ARTICLE
(begin)
Dear Yossi,

I would love to share my honest opinion with you regarding your letters to your dear neighbor.

From someone who comes from Arab and Islamic origins you’d expect my mind to be filled with pre-judgmental ideas as a result of the education I was brought up on when I was a child and a youngster. Therefore, forgive me if I seem a bit radical.

While reading your book I sensed that I was gradually getting rid of the fear that was deeply engraved in my mind. I found myself reading your words and smiling to myself.

After reading the first letter I told myself: “keep reading the book till the end and see what this sneaky writer has to say”.

We have this phrase in Arabic “to eat a book” which means reading with passion, and I seriously felt that I was devouring your letters and would have finished them in one night had I not had other commitments. So, from this moment on I would like to address you as “my friend”.
(end)
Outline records
(begin)
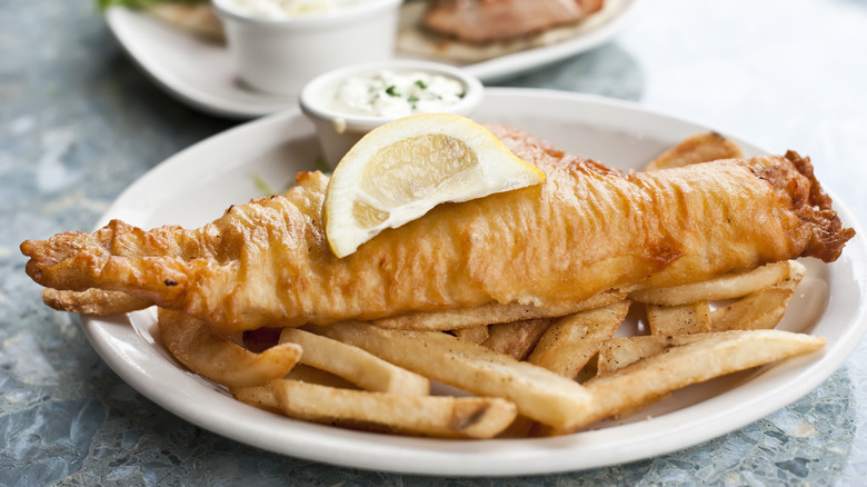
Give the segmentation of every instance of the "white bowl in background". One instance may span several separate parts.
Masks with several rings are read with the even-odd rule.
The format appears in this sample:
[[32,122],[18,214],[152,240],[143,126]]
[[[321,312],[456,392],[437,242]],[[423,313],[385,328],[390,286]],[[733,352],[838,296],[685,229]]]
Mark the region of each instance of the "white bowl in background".
[[358,115],[336,108],[336,97],[349,78],[375,77],[382,71],[395,73],[427,72],[454,78],[464,86],[464,97],[442,107],[439,112],[469,117],[481,105],[485,88],[469,72],[448,64],[429,61],[390,60],[349,66],[320,74],[301,90],[301,111],[313,122],[326,162],[331,168],[370,130],[400,117]]
[[313,77],[393,57],[401,0],[360,0],[293,17],[257,17],[232,0],[211,0],[241,80],[251,88],[298,95]]

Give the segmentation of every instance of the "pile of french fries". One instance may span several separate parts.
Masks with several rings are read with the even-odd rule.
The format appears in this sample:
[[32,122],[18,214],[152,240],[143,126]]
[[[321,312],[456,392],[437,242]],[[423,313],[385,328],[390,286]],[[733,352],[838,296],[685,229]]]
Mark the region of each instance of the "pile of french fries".
[[[646,169],[731,157],[741,157],[737,145],[702,133]],[[783,261],[672,288],[611,289],[559,309],[489,305],[235,337],[160,310],[158,335],[192,372],[295,419],[444,438],[564,435],[821,348],[820,337],[774,329],[804,276]],[[618,336],[630,312],[641,314],[645,334]]]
(end)
STATED PROBLEM A
Recast every line of the outline records as a numbered list, skipping blank lines and leaving the pictures out.
STATED PROBLEM B
Continue the letter to Yossi from the point where it stops.

FINAL RESULT A
1. Give the segmentation of every instance of the "white bowl in background". One instance may span several separate parts.
2. Masks with several rings are read with the even-odd rule.
3. The format appears in this sample:
4. [[32,122],[18,214],[152,240],[143,126]]
5. [[[321,312],[456,392],[437,242]],[[423,313],[385,328],[390,286]],[[733,352],[838,296],[685,229]]]
6. Mark the region of each instance of the "white bowl in background".
7. [[358,115],[336,108],[336,97],[349,78],[375,77],[382,71],[395,73],[427,72],[454,78],[464,86],[464,97],[442,107],[439,112],[469,117],[481,105],[485,88],[469,72],[448,64],[429,61],[390,60],[349,66],[320,74],[301,90],[301,111],[313,122],[326,162],[331,168],[370,130],[400,117]]
8. [[313,77],[393,57],[401,0],[360,0],[293,17],[257,17],[232,0],[211,0],[241,80],[251,88],[298,95]]
9. Give the segmentation of every instance of the "pile of french fries". One instance may span several separate parts.
10. Masks with several rings are read with the even-odd rule.
11. The format appears in this sample:
12. [[32,122],[18,214],[152,240],[143,126]]
13. [[[321,312],[456,392],[437,242]],[[423,313],[385,328],[390,286]],[[733,352],[838,296],[685,229]]]
14. Mark the region of each instance of the "pile of french fries".
15. [[[646,169],[731,157],[741,157],[737,145],[702,133]],[[783,261],[672,288],[611,289],[559,309],[489,305],[235,337],[160,310],[158,335],[192,372],[295,419],[444,438],[564,435],[821,348],[820,337],[774,329],[804,276]],[[618,336],[630,312],[641,314],[645,334]]]

FINAL RESULT B
My dear friend, you have challenged me to re-evaluate many of my concepts and understandings of so many aspects. 

In your first letter you wrote “Sometimes, in political arguments with Palestinians, I would be told: Why are we arguing about who owns the land, when in the end the land will own us both”. Such a statement raised a lot of questions in my mind. 

Each side has a history and a narrative in this conflict and the world’s history has been filled with blood and wars since Adam and his two sons, Cain and Abel, until this very day. Each and every one of us believes that his narrative is the absolute truth. 

Yossi, you present your narrative eloquently without prejudice against the other side while showing understanding towards their anger when they talk about their narrative. This approach scored you some points, Yossi. 

I started challenging my own thought and asked myself “what about perspectives? Are they changeable?” and the answer that is based on your book is “yes, they are”, or to follow your own words, perspectives can be changed if these two elements exist: curiosity and sympathy, so I would like to thank you for provoking my curiosity. This curiosity pushed me to read more in order to satisfy it and I embarked on a journey of probing deep into Jewish history and learning more about what Jews went through. 

The irony is that I ended up reading about what my Babylonian ancestors did to the Jews and how they persecuted them !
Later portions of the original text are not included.